#### PROBLEMA BREVE 1
Restituisci, senza modifiche, ogni riga dei record in cui compare la parola "plate".

Cortometraggi e Documentari



Alda Bianco, una staffetta partigiana
Italia, 1993, Bvu, 36', B/N e colore


Regia
Alessandro Amaducci

Sceneggiatura
Alessandro Amaducci

Musiche di repertorio
This Mortal Coil

Montaggio
Alessandro Amaducci



Produzione
Cooperativa 28 dicembre

Note
testimonianze di Alda Bianco e Eugenia Ruata; interviste a cura di Paolo Gobetti e Paola Olivetti, 9 maggio 1989; testi e fotografie a cura di Alberto Bianco.




Sinossi
Alda Bianco, una ragazza come tante altre e moglie di Alberto Bianco, racconta le sue esperienze di lotta clandestina in città e le sue missioni di staffetta di collegamento con le bande in montagna. E trova pure il tempo di sposarsi.




Dichiarazioni
«Allora provo [...] a riprendere le foto in movimento su uno sfondo nero e provo a intarsiare lo sfondo nero con le immagini [dell'intervista] di Alda; quando faccio le prime prove sono entusiasta: le foto volano letteralmente, senza forza di gravità,da un'estremità all'altra dello schermo,coprendo e svelando il volto di Alda, come se il flusso dei ricordi si concretizzasse in immagini sgranate, fluidificate nel vuoto» (A. Amaducci, in Piemonte partigiano, Regione Piemonte, Torino, 1993).





«Il punto di partenza da cui prende corpo il film è un'intervista di quasi due ore ad Alda Bianco, valorosa staffetta nei venti mesi della Resistenza, amica e poi moglie, dal gennaio del 1945, di Alberto Bianco, comandante della terza divisione GL e fratello di Dante Livio Bianco. Dall'intervista, realizzata qualche anno prima del film, scaturisce l'immagine di una donna vitale e decisa, capace con molta naturalezza e senz'ombra di retorica di raccontarsi davanti alla videocamera. La rievocazione dell'esperienza partigiana di Alda Bianco, organizzata nel film con un lineare criterio cronologico, trova un supporto visivo efficace nelle numerose foto d'epoca della protagonista e dei suoi amici e compagni di lotta, che il regista riesce a mettere in relazione dinamica con le immagini ricavate dalle riprese dell'intervista. Il risultato è un ritratto che si propone con una straordinaria, piacevole levità, discorsiva e visiva» (C. Borsa, Scheda di accompagnamento al video, Ancr, Torino, 2009).

Un blocco di dati
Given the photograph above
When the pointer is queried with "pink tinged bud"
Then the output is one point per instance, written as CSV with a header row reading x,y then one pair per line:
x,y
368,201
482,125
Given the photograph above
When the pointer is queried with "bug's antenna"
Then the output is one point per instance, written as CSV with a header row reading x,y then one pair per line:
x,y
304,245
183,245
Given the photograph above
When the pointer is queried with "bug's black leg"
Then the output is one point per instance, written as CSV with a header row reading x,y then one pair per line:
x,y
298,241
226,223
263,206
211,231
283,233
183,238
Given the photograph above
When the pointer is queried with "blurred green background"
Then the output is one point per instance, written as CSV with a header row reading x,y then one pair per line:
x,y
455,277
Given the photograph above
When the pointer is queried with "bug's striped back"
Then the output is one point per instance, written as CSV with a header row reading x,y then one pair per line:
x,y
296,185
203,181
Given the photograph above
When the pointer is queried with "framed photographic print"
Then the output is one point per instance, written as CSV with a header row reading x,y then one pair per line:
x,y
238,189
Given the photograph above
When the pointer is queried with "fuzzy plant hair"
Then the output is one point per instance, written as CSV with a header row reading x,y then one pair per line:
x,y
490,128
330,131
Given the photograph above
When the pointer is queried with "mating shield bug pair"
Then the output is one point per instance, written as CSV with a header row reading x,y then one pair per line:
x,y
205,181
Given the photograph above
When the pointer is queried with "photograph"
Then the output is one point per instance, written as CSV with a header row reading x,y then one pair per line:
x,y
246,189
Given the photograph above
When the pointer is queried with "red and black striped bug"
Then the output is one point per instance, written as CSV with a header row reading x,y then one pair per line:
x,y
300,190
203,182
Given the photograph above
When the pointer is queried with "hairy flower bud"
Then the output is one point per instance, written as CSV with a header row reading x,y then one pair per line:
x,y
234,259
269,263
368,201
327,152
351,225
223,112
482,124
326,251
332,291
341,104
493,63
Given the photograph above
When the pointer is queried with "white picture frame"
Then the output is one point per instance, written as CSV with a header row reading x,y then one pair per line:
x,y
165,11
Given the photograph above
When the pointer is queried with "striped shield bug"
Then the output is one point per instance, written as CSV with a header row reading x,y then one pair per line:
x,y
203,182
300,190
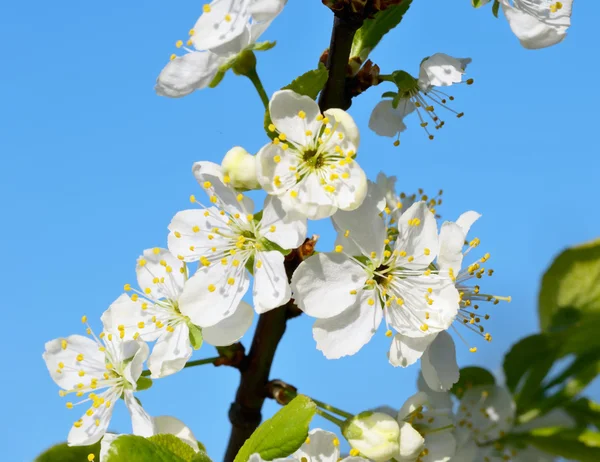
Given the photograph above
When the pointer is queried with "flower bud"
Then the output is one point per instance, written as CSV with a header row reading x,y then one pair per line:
x,y
241,169
375,434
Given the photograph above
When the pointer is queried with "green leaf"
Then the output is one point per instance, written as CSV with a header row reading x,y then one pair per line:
x,y
373,30
195,336
63,453
525,354
472,377
309,84
572,281
174,445
131,448
582,445
143,383
496,8
282,434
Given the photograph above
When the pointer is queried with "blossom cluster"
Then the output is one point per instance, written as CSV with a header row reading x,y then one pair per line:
x,y
392,269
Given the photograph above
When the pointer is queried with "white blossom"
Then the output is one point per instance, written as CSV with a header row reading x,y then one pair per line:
x,y
538,23
311,164
157,311
105,369
225,238
320,446
162,425
420,95
369,278
225,29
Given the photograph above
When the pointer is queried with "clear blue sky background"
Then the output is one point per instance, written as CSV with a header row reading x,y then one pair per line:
x,y
94,166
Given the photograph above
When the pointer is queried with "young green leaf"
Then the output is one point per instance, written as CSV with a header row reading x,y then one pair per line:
x,y
373,30
282,434
572,281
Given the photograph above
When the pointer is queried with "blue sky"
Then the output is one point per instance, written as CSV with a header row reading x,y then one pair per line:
x,y
95,165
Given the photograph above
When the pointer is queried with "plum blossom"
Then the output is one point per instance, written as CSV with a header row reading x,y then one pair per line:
x,y
158,312
538,23
311,165
320,446
161,425
105,369
420,95
226,238
223,32
367,279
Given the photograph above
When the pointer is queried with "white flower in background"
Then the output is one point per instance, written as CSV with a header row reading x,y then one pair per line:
x,y
320,446
105,370
538,23
162,425
421,94
158,312
366,280
227,237
374,435
310,165
240,166
225,29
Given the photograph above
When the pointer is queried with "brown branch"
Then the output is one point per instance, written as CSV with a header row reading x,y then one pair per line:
x,y
245,412
335,94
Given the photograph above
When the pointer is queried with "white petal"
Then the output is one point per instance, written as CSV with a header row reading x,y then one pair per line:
x,y
411,442
285,228
171,426
141,422
211,175
93,427
414,239
231,329
266,10
137,352
284,108
67,376
538,29
185,74
208,297
271,287
466,220
321,447
130,315
192,229
274,176
171,352
438,364
405,351
441,447
323,283
349,331
151,270
387,121
364,227
213,30
346,125
441,70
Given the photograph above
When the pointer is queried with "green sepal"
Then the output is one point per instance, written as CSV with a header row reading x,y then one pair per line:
x,y
143,383
196,338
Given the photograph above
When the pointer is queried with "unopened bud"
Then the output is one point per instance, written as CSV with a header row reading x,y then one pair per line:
x,y
374,434
240,167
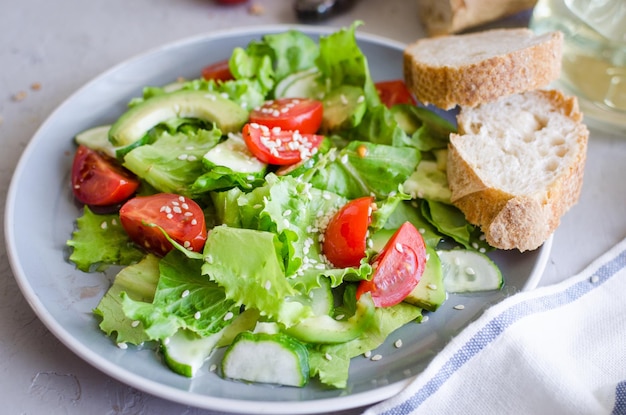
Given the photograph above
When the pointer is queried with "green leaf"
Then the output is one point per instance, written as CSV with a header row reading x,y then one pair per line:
x,y
100,241
173,162
139,282
184,299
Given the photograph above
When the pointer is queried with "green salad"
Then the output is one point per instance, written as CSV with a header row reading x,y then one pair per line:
x,y
283,207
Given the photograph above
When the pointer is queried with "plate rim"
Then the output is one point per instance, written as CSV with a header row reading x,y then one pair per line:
x,y
147,385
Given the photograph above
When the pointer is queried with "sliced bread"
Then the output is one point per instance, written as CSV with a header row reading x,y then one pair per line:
x,y
516,166
451,16
470,69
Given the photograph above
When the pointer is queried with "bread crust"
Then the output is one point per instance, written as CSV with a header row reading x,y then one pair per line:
x,y
519,221
525,66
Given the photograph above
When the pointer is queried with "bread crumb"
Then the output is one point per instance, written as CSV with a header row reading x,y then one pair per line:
x,y
256,9
19,96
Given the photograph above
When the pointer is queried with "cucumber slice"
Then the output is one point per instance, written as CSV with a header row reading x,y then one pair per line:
x,y
430,292
267,358
185,352
469,271
344,108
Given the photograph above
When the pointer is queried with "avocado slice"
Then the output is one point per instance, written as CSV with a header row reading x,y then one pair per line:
x,y
209,106
344,107
430,292
325,329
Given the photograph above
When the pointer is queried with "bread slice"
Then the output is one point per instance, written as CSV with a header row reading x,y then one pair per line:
x,y
451,16
516,166
471,69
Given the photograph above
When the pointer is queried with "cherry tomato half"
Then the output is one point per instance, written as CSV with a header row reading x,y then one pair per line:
x,y
219,71
394,92
279,147
302,114
345,238
181,218
398,267
98,180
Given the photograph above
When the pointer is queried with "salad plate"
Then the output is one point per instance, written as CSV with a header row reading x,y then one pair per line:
x,y
41,211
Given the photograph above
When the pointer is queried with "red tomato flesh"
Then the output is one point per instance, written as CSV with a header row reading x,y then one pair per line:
x,y
279,147
345,238
394,92
181,218
219,71
301,114
398,268
98,180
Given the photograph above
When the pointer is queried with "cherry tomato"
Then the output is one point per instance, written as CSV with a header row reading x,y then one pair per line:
x,y
98,180
394,92
302,114
345,238
398,267
219,71
181,218
279,147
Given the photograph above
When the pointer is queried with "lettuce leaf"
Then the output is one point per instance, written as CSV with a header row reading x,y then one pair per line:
x,y
139,282
184,299
99,241
174,161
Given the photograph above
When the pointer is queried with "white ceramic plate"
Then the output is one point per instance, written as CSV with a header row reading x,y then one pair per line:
x,y
40,213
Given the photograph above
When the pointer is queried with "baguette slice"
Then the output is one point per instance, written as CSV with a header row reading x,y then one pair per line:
x,y
516,166
471,69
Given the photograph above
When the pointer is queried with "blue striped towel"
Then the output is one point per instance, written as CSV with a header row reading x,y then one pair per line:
x,y
558,349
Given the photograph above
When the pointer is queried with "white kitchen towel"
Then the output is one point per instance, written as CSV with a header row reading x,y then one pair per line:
x,y
559,349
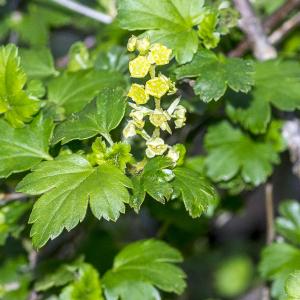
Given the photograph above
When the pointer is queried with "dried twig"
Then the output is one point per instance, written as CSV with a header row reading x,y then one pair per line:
x,y
271,22
269,213
252,26
277,36
84,10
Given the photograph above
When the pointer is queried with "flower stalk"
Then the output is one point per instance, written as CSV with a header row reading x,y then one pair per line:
x,y
147,98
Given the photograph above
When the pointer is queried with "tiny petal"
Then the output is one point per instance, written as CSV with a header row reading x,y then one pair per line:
x,y
138,117
179,115
180,112
139,67
157,87
137,94
143,45
160,54
173,155
131,45
129,130
157,117
155,146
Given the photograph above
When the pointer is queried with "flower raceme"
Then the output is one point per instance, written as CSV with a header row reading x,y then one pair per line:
x,y
156,87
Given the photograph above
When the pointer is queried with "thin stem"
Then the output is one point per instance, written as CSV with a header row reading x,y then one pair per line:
x,y
269,213
283,30
86,11
252,26
270,23
108,139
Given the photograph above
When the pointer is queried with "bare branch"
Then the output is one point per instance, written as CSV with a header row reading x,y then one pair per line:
x,y
84,10
269,213
271,22
252,26
277,36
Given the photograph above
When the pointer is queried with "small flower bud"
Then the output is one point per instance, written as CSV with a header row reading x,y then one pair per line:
x,y
157,87
171,84
155,146
131,45
129,130
173,155
139,67
177,154
159,118
179,115
160,54
143,45
138,118
137,94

#### PROBLEMA BREVE 2
Riscrivi il passo della scheda sul documentario dedicato ad Alda Bianco, partendo dalle parole "Musiche di repertorio" e fermandoti dopo "di Alberto Bianco.", con "Colonna sonora" al posto di "Musiche di repertorio".

#### RISULTATO CORRETTO 1
When the pointer is queried with "plate rim"
When the pointer is queried with "salad plate"
When the pointer is queried with "white ceramic plate"

#### RISULTATO CORRETTO 2
Colonna sonora
This Mortal Coil

Montaggio
Alessandro Amaducci



Produzione
Cooperativa 28 dicembre

Note
testimonianze di Alda Bianco e Eugenia Ruata; interviste a cura di Paolo Gobetti e Paola Olivetti, 9 maggio 1989; testi e fotografie a cura di Alberto Bianco.